**PROVIDED TEXT:**
Segment Open

On Long Island, where I live, a bill was recently passed by the Suffolk County Legislature providing for prisoner labor to sort metal which has piled up at the former BOMARC base in Westhampton.
The legislature’s presiding officer said that Suffolk County could make millions of dollars by selling the metal as scrap.
The base was transferred to the county after its closing and has been used as a firing range for police, an impoundment yard for vehicles and for storage of old equipment and county records. .
To get some background on the BOMARC base, I went to Google, putting in the words BOMARC and Suffolk. Among the first websites listed was that of the New York State Military Museum which related: “BOMARC, the missile site in Westhampton was operated by the 6th Air Defense Missile Squadron of the USAF Air Defense Command. It was operational with the first version of the BOMARC missile, the BOMARC A, from 1959 through 1964. The base has 56 missile shelters. Each missile was armed with a 10-kiloton nuclear warhead.” http://www.dmna.state.ny.us/forts/fortsA_D/bomarc.htm
What was that? “Each missile was armed with a 10-kiloton nuclear warhead.” The atomic bomb dropped on Hiroshima had the TNT equivalent of 13 kilotons.
There were further details on other websites. They told of how the mission of the BOMARC base in Westhampton—and BOMARC bases set up all over the nation—was to blast Soviet bombers from the sky. Why use nuclear-tipped missiles? That way a direct hit need not be made. Once a BOMARC missile came close to the Soviet bombers, the atomic weapon on its tip would be detonated and destroy not one but part of a formation of bombers.
A November 21, 1958 front-page article in the New York Times (downloadable from the New York Times’ online archive) was headlined: “Riverhead Missile Base to Get Bomarcs With Nuclear Warheads by ’60.” It began: “The Suffolk Bomarc Base, ninety miles east of New York City, will be equipped with anti-aircraft missiles carrying nuclear warheads. The missiles, which have a range up to 250 miles, will be launchable from the site near Riverhead, L.I.” There would be 56 Bomarc missiles “at the ready.” The article spoke of there being, a day earlier, a “press conference by Army and civilian engineers” and “Air Force and Boeing Airplane Company specialists” at which these “experts confirmed that the Bomarc base would soon be fully operational atomically.” The story further noted: “No special provisions have been made for atomic hazards; they are not needed, the engineers said.”

Segment Closed

Stored data entries:
Segment Open

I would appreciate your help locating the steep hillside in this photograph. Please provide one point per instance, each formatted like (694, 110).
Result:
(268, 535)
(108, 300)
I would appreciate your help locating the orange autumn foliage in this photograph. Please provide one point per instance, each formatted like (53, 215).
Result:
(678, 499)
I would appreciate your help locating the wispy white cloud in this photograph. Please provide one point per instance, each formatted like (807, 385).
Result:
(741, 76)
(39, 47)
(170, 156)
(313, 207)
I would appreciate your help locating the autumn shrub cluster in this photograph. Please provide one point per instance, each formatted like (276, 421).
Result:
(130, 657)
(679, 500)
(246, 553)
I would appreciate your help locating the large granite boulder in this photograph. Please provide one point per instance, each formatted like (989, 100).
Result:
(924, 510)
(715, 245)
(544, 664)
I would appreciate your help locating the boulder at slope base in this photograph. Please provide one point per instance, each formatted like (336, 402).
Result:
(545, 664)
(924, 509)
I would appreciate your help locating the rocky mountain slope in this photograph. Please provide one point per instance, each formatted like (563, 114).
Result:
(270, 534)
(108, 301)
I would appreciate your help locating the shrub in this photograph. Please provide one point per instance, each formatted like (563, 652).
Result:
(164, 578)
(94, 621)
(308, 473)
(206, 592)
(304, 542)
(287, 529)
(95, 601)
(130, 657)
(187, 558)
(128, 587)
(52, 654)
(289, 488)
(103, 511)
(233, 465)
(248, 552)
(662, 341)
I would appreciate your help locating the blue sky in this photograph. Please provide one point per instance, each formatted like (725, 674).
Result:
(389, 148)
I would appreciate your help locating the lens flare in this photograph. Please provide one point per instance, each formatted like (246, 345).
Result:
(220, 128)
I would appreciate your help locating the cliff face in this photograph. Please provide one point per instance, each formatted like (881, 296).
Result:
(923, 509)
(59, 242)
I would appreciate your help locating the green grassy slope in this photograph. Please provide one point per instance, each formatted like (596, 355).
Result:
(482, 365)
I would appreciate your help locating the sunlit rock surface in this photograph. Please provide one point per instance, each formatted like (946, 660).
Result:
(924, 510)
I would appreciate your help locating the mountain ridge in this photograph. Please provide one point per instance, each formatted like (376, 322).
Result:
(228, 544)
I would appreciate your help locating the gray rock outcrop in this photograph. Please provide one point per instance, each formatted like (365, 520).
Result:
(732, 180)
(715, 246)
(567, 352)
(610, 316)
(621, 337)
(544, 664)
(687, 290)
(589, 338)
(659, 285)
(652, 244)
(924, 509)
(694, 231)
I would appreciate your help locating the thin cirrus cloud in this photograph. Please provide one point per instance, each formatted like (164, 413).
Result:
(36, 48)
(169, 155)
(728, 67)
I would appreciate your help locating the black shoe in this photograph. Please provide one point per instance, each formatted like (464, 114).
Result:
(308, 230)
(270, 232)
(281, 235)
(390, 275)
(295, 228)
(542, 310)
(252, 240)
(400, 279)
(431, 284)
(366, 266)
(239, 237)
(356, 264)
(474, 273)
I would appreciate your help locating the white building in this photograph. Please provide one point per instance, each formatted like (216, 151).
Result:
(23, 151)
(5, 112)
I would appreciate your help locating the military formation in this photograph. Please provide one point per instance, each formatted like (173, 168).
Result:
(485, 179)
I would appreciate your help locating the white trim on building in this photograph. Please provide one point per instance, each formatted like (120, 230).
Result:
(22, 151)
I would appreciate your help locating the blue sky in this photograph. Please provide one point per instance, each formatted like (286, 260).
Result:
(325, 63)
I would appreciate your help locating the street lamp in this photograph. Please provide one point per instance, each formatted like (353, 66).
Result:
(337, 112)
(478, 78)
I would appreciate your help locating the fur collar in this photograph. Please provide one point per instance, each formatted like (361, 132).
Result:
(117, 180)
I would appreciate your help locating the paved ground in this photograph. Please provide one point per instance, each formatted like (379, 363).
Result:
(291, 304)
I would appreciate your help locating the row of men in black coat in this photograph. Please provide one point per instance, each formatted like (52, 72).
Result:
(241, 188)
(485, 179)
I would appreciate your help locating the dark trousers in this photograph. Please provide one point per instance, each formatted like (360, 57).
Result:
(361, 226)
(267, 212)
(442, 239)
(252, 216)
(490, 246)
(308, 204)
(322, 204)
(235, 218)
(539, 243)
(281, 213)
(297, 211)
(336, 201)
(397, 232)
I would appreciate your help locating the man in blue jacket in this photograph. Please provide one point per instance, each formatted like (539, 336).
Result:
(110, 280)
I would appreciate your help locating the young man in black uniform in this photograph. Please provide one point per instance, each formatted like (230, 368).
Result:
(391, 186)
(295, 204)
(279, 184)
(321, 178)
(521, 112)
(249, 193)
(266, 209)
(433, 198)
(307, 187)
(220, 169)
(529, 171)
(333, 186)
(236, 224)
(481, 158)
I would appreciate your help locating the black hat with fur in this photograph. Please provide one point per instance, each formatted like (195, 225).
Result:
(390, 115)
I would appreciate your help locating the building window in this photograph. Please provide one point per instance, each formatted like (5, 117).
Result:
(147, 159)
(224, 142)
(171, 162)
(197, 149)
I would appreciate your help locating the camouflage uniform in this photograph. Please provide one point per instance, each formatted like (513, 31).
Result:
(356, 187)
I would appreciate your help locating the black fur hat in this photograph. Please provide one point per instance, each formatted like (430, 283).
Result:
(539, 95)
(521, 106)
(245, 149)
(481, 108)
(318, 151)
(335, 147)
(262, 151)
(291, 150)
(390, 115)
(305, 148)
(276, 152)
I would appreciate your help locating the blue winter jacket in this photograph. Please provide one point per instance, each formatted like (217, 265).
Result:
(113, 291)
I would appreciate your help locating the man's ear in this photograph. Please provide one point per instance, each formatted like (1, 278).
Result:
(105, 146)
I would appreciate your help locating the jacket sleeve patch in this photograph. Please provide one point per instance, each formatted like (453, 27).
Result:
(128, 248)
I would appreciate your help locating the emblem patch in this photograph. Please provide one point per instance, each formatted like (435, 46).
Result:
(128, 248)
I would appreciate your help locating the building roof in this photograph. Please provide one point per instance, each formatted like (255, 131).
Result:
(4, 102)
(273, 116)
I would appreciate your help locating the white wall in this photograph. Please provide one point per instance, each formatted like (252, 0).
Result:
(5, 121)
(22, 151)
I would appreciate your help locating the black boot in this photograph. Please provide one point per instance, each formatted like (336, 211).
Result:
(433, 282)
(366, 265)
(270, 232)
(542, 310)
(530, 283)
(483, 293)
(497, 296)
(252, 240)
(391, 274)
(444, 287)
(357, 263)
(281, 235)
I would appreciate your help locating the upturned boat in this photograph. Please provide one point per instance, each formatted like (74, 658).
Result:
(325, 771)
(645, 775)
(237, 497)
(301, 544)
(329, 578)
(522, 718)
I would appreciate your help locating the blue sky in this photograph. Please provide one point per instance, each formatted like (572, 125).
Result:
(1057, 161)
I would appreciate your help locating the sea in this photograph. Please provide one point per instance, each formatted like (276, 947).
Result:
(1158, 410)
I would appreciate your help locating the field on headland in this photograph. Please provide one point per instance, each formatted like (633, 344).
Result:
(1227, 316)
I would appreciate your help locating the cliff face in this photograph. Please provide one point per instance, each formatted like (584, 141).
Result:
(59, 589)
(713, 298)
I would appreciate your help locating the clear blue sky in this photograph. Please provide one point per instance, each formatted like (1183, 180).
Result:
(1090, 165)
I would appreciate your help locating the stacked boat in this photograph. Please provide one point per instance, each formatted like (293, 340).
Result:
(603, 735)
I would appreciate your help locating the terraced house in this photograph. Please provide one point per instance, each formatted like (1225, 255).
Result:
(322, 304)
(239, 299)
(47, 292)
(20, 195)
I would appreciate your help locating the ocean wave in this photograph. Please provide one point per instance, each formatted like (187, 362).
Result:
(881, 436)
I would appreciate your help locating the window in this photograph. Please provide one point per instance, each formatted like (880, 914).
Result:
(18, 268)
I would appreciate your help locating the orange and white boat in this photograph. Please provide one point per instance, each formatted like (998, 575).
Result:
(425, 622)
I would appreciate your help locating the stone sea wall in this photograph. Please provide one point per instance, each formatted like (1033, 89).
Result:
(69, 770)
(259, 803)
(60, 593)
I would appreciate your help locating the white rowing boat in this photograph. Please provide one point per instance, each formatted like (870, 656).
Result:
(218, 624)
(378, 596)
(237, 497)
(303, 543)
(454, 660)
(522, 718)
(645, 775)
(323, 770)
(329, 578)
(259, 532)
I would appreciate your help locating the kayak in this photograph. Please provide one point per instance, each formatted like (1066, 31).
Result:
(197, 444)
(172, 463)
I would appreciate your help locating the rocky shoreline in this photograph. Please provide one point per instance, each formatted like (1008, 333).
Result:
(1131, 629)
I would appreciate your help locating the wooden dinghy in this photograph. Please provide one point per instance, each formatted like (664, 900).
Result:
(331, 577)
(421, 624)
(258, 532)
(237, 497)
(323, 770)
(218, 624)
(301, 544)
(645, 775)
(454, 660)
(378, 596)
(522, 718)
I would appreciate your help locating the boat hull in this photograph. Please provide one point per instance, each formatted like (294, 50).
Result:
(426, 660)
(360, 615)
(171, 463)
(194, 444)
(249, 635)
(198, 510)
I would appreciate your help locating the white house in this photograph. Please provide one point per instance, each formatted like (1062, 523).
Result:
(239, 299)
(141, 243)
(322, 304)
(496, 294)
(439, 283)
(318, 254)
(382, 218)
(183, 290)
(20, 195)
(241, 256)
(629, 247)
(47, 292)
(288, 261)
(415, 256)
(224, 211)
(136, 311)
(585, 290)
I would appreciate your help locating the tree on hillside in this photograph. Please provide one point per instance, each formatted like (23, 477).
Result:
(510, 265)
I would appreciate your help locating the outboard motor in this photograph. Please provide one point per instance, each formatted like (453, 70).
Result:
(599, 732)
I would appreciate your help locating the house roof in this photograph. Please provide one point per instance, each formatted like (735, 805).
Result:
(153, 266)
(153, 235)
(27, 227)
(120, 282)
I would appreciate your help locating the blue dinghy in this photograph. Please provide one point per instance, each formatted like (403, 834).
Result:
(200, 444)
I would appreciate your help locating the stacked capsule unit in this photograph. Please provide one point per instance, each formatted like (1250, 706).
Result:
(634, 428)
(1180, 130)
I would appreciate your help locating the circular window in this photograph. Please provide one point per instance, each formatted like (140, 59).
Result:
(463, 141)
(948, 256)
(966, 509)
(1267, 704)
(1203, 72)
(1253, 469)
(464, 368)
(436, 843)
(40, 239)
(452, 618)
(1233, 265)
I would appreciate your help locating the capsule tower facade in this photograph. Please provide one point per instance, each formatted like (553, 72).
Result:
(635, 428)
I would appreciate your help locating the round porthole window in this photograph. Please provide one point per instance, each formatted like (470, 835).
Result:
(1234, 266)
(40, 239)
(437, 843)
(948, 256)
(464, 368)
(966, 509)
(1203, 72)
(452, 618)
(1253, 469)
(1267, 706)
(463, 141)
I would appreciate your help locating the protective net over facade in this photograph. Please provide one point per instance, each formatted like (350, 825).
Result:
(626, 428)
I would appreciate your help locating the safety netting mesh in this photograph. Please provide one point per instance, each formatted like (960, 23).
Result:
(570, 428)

Segment Closed

**TASK SET:**
1. Do these statements agree with the BOMARC base text? Answer yes or no for each, quoting the words of the text that decide it. (a) Each missile at the Westhampton base carried a 10-kiloton nuclear warhead. (b) The base has 65 missile shelters. (c) Engineers said special provisions had been made for atomic hazards.
2. Write the next part of the BOMARC base text, picking up after its final sentence.

**RESPONSES TO THE TASKS:**
1.
(a) Yes: "Each missile was armed with a 10-kiloton nuclear warhead."
(b) No: "The base has 56 missile shelters."
(c) No: "No special provisions have been made for atomic hazards; they are not needed, the engineers said."

2.
Curiosity led me to information on the Nike bases I knew were set up on Long Island around the same time. BOMARC was an Air Force project and its acronym combined the names of its developers: BO for Boeing and MARC for Michigan Aerospace Research Center. Nike was an Army missile program and named for the mythical Greek goddess of victory.
There are numerous websites about the Nike bases established on Long Island and elsewhere in the U.S. and how the Nike Hercules model was nuclear-tipped—with bases on Long Island armed with nuclear-tipped Nikes including those in Rocky Point, Amityville, Lido Beach, Oyster Bay and Lloyd Harbor. While a main reason for the BOMARC base in Westhampton was to intercept Soviet bombers headed to New York City, the Nike bases were primarily set up to defend facilities on Long Island considered strategic, among them, according to the New York State Military Museum website, Brookhaven National Laboratory and military industrial facilities including the then Grumman Corp. and Republic Aviation factories.
There were three types of Nike nuclear tips: “low-yield” 3-kiloton; “medium yield” 20-kiloton; and “high yield” 30-kiloton
I put together an article for Long Island newspapers on the metal scavenging project at the ex-BOMARC base and referred to some of the history of nuclear-tipped missiles on Long Island. Editors inquired: how could this be? If these nuclear-tipped missiles were detonated over and around Long Island, wouldn’t there be impacts to people on the ground? Absolutely. We would have had warheads with vast explosive power—comparable to and greater than the Hiroshima atomic bomb—detonating all around us, spreading deadly radioactive fall-out.
With all the violence of recent years—and our concerns of violence ahead—we should give thanks that somehow we got through this Cold War atomic nightmare.